---- Text shown
The Amtrak is not so bad.  Actually, it’s very nice except when it’s delayed, which is a matter for Part Three.  At the time, however, I knew nothing about flooded tracks and two-hour delays; I only knew how nice it was to be riding a train up the coast as the rain fell around me.

My destination was Santa Barbara, where my former roommate (and current Princeton grad student) Alex would pick me up.  That first day and evening, including a wonderful dinner at Bouchon, will be the subject of Part Two of this series.

I’d like to talk about Stolpman Vineyards, a winery located in the Ballard Canyon area of the Santa Ynez Valley.  If you might recall, my friend Billy had brought a bottle of Stolpman, the excellent 2007 L’Avion, to a tasting at Mission Wines we attended two weeks ago.  Alex had planned a late morning of tasting, so we went to Los Olivos to look around.  You might recall, if you were in Southern California, that the weekend of December 18 was rainy as heck.  This made driving a bit precarious but also had the unexpected benefit of clearing Los Olivos of nearly every other tourist and taster.  Alex and I basically had the town to ourselves.
--------
---- Provided records
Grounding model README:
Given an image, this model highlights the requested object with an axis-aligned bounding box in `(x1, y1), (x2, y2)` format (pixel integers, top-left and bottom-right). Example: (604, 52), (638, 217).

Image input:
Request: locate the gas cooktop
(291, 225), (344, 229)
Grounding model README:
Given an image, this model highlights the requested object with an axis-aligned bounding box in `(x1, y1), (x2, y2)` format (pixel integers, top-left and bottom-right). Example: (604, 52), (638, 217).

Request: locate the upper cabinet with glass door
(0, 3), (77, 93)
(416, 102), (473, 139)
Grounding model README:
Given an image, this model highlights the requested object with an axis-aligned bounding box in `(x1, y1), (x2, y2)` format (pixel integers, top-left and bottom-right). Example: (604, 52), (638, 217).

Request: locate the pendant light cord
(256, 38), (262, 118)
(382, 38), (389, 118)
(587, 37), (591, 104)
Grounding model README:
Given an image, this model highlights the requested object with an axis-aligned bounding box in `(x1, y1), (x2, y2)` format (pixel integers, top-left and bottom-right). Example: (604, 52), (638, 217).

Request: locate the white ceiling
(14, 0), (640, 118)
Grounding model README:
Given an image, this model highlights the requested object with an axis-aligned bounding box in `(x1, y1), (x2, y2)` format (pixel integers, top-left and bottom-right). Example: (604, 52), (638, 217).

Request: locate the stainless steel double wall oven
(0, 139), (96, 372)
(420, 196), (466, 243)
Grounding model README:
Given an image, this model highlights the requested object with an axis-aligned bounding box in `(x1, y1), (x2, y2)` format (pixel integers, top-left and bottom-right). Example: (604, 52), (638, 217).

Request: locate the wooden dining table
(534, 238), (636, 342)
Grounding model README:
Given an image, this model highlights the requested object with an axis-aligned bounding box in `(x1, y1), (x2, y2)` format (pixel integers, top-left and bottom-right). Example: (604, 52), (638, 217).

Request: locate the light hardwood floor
--------
What is required: Rewrite the section of the travel text that opens with "I’d like to" and closes with "town to ourselves.", swapping every "Los Olivos" for "Solvang".

Expected answer:
I’d like to talk about Stolpman Vineyards, a winery located in the Ballard Canyon area of the Santa Ynez Valley.  If you might recall, my friend Billy had brought a bottle of Stolpman, the excellent 2007 L’Avion, to a tasting at Mission Wines we attended two weeks ago.  Alex had planned a late morning of tasting, so we went to Solvang to look around.  You might recall, if you were in Southern California, that the weekend of December 18 was rainy as heck.  This made driving a bit precarious but also had the unexpected benefit of clearing Solvang of nearly every other tourist and taster.  Alex and I basically had the town to ourselves.